— START OF TASK MATERIAL —

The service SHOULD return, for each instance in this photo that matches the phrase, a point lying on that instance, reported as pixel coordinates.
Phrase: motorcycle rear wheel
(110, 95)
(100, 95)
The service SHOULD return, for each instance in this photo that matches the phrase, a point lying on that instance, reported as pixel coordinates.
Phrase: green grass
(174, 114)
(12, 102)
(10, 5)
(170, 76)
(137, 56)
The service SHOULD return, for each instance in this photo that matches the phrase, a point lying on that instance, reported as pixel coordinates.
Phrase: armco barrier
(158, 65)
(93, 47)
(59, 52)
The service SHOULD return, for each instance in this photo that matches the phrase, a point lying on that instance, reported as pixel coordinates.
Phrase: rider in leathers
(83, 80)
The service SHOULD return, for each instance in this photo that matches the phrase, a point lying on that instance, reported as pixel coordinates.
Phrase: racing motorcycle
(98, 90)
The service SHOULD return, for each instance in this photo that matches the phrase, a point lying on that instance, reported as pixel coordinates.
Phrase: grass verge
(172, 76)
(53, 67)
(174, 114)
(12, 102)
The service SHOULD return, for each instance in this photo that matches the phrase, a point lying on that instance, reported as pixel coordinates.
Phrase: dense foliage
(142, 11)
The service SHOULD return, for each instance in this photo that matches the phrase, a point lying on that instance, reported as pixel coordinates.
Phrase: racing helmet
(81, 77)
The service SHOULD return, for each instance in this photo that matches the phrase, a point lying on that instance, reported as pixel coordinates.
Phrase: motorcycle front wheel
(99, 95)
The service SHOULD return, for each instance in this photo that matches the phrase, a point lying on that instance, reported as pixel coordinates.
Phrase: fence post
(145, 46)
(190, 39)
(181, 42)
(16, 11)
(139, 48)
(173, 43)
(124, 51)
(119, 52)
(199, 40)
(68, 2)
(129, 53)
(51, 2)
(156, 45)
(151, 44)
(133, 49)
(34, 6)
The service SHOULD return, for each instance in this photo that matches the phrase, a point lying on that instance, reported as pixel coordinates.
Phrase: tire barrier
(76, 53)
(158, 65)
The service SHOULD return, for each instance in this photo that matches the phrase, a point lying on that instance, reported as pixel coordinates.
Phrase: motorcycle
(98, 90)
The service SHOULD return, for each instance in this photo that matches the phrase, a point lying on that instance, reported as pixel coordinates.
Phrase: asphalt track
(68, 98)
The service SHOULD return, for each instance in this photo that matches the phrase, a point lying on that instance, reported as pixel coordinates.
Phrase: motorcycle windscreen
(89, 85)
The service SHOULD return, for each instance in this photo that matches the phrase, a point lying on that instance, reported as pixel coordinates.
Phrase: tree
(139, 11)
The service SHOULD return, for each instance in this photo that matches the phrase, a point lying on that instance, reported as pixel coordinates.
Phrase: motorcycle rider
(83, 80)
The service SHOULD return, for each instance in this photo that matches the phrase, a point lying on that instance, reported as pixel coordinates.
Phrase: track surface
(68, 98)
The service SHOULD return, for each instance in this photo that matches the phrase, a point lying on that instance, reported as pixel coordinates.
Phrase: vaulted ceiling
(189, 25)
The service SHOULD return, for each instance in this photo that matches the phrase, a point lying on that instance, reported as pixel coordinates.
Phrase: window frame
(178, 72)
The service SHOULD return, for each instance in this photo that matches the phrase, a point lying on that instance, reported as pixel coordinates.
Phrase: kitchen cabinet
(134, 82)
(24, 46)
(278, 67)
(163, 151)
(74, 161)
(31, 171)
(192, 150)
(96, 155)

— END OF TASK MATERIAL —

- TASK DETAILS
Without changing a word, restate the whole listing.

- EXPECTED OUTPUT
The service SHOULD return, for each instance in this photo that matches the phrase, a point lying on that instance, reported as pixel coordinates.
Phrase: motorcycle rear wheel
(110, 95)
(100, 95)
The service SHOULD return, for each instance in this photo that matches the phrase, a point lying on that instance, reported as pixel coordinates.
Phrase: green grass
(174, 114)
(12, 102)
(10, 5)
(170, 76)
(137, 56)
The service SHOULD return, for each instance in this photo that matches the phrase, a point lying on that instance, reported as pixel coordinates.
Phrase: armco barrier
(158, 65)
(93, 47)
(59, 52)
The service SHOULD return, for each instance in this photo that matches the phrase, a point lying on that instance, reported as pixel coordinates.
Phrase: rider in leathers
(83, 80)
The service SHOULD return, for each instance in this photo that matches the phrase, a point lying on that instance, reported as pixel coordinates.
Phrase: racing motorcycle
(98, 90)
The service SHOULD return, for each instance in this photo that matches the phrase, a point lying on that instance, reported as pixel coordinates.
Phrase: grass verge
(172, 76)
(53, 67)
(174, 114)
(12, 102)
The service SHOULD return, for each instance in this photo that matches the phrase, a point lying on that instance, reported as pixel coordinates.
Phrase: dense foliage
(142, 11)
The service SHOULD return, for each instance in this photo that matches the phrase, a point lying on that instance, reported as pixel coordinates.
Phrase: racing helmet
(81, 77)
The service SHOULD return, for each instance in this photo that matches the phrase, a point lying on that instance, reported as pixel coordinates.
Phrase: motorcycle front wheel
(99, 95)
The service SHOULD return, for each instance in this photo that matches the phrase, a point lying on that instance, reported as pixel coordinates.
Phrase: fence post
(145, 46)
(190, 39)
(181, 42)
(16, 11)
(139, 48)
(173, 43)
(124, 51)
(119, 52)
(199, 40)
(68, 2)
(129, 53)
(51, 2)
(156, 45)
(151, 44)
(133, 49)
(34, 6)
The service SHOULD return, for each instance in this photo that matches the phrase, a point lying on that instance, reported as pixel coordinates.
Phrase: tire barrier
(76, 53)
(158, 65)
The service SHOULD return, for each instance in this photo that matches the phrase, a point lying on that instance, reported as pixel coordinates.
Phrase: motorcycle
(98, 90)
The service SHOULD return, for each instance in this photo that matches the phrase, a point lying on that instance, reported as pixel coordinates.
Phrase: asphalt track
(68, 98)
The service SHOULD return, for each instance in this photo that matches the phrase, a point lying on that instance, reported as pixel coordinates.
Phrase: motorcycle windscreen
(89, 85)
The service SHOULD return, for each instance in this photo that matches the phrase, a point lying on that instance, reported as pixel coordinates.
Phrase: tree
(139, 11)
The service SHOULD return, for each instance in this photo that matches the phrase, a point lying on that instance, reported as pixel coordinates.
Phrase: motorcycle rider
(83, 80)
The service SHOULD return, for each instance in this photo that matches the phrase, a point lying on that instance, reported as pixel coordinates.
Phrase: track surface
(68, 98)
The service SHOULD return, for each instance in this photo that matches the phrase, a point lying on that instance, reported as pixel coordinates.
Phrase: vaulted ceiling
(189, 25)
The service SHOULD return, for each instance in this photo that matches the phrase, a point lying on that instance, reported as pixel coordinates.
Phrase: window frame
(178, 72)
The service SHOULD return, for each instance in this photo that matches the phrase, a point lying on that instance, reported as pixel coordinates.
Phrase: kitchen cabinet
(134, 82)
(24, 46)
(278, 67)
(163, 151)
(74, 161)
(31, 171)
(192, 150)
(96, 155)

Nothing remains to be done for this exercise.